What you are asked to do: Copy out the lines from the one containing "# test: point at every instance of the rock" through the last line, inclusive, substituting "a single marker for each instance" for every "one marker per instance" and changing nothing else.

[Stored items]
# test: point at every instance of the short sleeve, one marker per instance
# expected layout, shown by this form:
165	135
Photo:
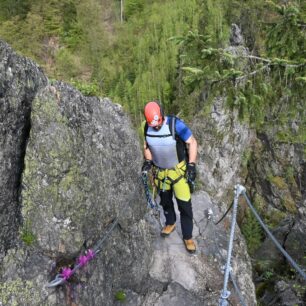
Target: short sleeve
182	130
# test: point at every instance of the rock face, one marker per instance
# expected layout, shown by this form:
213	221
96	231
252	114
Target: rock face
20	79
76	170
78	173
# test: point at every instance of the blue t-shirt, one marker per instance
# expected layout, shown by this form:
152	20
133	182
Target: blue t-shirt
181	129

Output below:
# test: point at every instance of the rock face, a single marker for each instance
# expected layout, shown by this form:
213	221
96	231
252	114
Target: rock face
20	79
76	170
78	173
# test: point at every instance of the blue t-shirt, a single marker for each instance
# expected layout, shown by this form:
152	20
133	182
Target: blue t-shirt
181	129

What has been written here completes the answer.